**Task prompt:** Can you copy out, word for word, everything in the data from the line containing "Might I trouble you for the coordinates of the black shifter" down to the line containing "(1176, 122)", with both of those lines included?

**Excerpts from pointing data:**
================================

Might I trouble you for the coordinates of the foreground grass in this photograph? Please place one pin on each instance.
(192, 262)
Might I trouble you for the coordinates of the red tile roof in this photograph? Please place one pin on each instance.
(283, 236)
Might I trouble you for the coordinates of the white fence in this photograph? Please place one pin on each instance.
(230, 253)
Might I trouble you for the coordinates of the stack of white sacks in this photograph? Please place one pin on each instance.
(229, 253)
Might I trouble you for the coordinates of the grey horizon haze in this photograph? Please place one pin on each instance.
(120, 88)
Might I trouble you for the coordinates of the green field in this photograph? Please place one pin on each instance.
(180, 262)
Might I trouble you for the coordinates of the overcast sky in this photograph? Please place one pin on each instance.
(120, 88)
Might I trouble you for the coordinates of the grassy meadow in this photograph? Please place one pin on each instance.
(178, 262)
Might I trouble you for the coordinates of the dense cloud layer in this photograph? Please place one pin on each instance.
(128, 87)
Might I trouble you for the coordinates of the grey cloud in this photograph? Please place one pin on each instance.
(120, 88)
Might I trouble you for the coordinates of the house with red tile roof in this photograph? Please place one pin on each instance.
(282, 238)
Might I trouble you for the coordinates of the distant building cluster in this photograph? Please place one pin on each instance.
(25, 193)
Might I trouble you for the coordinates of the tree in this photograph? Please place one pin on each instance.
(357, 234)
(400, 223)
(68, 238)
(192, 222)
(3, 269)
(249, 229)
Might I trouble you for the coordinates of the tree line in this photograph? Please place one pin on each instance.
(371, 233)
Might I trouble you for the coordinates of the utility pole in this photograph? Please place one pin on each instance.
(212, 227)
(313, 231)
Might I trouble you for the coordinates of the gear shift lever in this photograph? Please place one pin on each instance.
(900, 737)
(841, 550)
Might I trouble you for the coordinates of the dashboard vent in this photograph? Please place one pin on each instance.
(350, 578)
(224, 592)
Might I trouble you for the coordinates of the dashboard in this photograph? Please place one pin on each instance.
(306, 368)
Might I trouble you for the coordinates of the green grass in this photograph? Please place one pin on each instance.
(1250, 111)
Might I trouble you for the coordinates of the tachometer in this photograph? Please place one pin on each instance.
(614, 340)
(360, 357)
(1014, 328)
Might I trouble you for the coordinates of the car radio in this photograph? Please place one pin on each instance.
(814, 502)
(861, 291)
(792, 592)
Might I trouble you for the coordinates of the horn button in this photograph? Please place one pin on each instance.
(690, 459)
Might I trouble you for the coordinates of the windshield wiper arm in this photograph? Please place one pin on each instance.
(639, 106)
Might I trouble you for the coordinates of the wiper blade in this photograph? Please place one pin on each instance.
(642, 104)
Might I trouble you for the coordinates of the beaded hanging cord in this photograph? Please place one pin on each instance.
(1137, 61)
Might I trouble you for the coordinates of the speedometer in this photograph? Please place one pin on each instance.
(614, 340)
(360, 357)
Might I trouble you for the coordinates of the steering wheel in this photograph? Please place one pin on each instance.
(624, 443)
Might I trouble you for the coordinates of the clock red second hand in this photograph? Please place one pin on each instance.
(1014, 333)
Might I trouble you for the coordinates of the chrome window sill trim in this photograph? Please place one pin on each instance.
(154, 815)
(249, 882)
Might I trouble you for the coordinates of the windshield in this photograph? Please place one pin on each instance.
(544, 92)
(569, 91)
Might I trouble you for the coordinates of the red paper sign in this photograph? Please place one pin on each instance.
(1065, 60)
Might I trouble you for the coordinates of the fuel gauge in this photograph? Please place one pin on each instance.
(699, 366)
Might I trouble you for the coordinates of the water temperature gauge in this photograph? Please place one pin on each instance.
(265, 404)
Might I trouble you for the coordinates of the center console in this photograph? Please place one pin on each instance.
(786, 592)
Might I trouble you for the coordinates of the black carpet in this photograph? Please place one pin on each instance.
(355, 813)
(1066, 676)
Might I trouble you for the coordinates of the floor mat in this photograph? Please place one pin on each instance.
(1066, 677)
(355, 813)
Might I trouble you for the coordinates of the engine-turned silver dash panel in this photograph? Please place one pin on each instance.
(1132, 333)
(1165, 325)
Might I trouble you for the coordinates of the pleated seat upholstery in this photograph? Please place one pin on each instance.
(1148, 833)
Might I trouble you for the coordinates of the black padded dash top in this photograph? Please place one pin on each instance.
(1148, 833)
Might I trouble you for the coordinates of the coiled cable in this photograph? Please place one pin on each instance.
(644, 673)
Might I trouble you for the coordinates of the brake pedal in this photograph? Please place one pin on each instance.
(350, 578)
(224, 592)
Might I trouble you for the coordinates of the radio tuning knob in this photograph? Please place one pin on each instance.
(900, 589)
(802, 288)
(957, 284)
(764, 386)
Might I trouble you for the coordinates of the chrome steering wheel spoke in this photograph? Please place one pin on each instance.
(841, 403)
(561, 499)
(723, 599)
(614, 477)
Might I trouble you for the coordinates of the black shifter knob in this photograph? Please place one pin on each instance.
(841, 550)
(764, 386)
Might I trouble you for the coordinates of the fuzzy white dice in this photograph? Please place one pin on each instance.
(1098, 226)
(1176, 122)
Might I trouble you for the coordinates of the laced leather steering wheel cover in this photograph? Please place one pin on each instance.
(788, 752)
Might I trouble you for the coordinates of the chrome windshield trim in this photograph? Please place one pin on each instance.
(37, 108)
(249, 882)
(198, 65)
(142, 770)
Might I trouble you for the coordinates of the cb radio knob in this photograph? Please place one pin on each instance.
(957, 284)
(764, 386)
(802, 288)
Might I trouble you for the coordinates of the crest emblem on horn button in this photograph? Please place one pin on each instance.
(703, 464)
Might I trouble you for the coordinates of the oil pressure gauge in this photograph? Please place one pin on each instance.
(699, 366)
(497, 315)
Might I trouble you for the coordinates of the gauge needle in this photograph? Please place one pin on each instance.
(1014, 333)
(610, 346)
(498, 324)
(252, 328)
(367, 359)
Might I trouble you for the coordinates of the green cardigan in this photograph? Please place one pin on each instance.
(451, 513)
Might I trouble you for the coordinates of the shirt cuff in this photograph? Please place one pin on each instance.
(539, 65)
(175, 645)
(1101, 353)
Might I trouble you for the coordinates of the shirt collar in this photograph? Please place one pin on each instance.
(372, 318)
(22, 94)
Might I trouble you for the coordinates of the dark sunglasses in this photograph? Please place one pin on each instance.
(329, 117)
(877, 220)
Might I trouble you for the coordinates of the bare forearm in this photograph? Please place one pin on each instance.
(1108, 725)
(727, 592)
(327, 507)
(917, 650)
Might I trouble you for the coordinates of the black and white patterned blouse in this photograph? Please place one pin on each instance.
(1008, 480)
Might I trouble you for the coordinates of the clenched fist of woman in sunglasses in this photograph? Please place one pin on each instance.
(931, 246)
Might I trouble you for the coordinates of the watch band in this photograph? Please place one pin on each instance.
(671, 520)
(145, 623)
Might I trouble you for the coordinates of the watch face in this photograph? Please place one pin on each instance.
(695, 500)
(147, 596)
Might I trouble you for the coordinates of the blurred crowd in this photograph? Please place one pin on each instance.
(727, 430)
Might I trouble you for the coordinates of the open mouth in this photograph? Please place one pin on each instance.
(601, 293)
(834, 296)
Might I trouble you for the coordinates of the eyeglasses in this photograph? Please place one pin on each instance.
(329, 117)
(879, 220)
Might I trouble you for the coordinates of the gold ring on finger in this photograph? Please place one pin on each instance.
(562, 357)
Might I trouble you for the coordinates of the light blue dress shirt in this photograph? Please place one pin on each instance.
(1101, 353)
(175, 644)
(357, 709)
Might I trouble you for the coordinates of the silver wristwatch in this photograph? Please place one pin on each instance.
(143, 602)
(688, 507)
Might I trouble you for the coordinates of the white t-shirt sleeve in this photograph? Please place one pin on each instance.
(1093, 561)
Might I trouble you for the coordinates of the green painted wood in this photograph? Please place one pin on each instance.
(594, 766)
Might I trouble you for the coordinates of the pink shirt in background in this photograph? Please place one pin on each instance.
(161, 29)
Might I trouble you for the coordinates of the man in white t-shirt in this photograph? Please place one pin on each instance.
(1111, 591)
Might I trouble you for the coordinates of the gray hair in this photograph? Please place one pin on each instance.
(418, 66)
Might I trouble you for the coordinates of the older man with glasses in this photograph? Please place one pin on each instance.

================================

**Solution to this exercise:**
Might I trouble you for the coordinates of the black shifter knob in this photograph? Please place one pin on each instance.
(841, 550)
(764, 386)
Might I trouble you for the coordinates of the fuzzy white dice in this photograph? Please place one pin on each instance.
(1098, 226)
(1176, 122)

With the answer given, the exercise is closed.